◆ EXERCISE PROMPT: The output should be exactly the lines from the one containing "# put a dot on each instance of the blurred person" through the last line of the records, and only those.

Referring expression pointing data

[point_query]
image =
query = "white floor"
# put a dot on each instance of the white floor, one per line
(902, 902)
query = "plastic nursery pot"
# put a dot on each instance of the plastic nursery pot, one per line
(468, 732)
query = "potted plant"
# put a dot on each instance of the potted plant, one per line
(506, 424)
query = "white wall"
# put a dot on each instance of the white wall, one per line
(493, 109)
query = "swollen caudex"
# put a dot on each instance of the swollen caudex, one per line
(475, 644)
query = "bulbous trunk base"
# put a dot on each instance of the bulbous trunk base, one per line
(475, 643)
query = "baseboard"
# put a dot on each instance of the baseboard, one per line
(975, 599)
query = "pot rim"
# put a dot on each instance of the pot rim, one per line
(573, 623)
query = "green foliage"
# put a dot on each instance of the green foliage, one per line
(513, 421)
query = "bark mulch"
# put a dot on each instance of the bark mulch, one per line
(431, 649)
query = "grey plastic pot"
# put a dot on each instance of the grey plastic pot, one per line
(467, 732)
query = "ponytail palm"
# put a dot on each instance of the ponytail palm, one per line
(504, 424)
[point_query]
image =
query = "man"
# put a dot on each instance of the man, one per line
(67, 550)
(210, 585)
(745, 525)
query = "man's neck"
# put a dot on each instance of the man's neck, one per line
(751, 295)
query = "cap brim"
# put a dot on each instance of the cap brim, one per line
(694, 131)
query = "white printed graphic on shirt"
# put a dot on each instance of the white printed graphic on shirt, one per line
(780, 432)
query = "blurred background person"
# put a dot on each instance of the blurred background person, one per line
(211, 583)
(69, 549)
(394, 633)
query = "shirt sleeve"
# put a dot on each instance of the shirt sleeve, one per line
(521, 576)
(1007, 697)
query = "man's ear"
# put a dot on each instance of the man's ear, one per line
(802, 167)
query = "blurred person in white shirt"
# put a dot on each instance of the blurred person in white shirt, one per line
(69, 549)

◆ REPLY:
# put a dot on each instance of the blurred person in white shirt, one per line
(69, 549)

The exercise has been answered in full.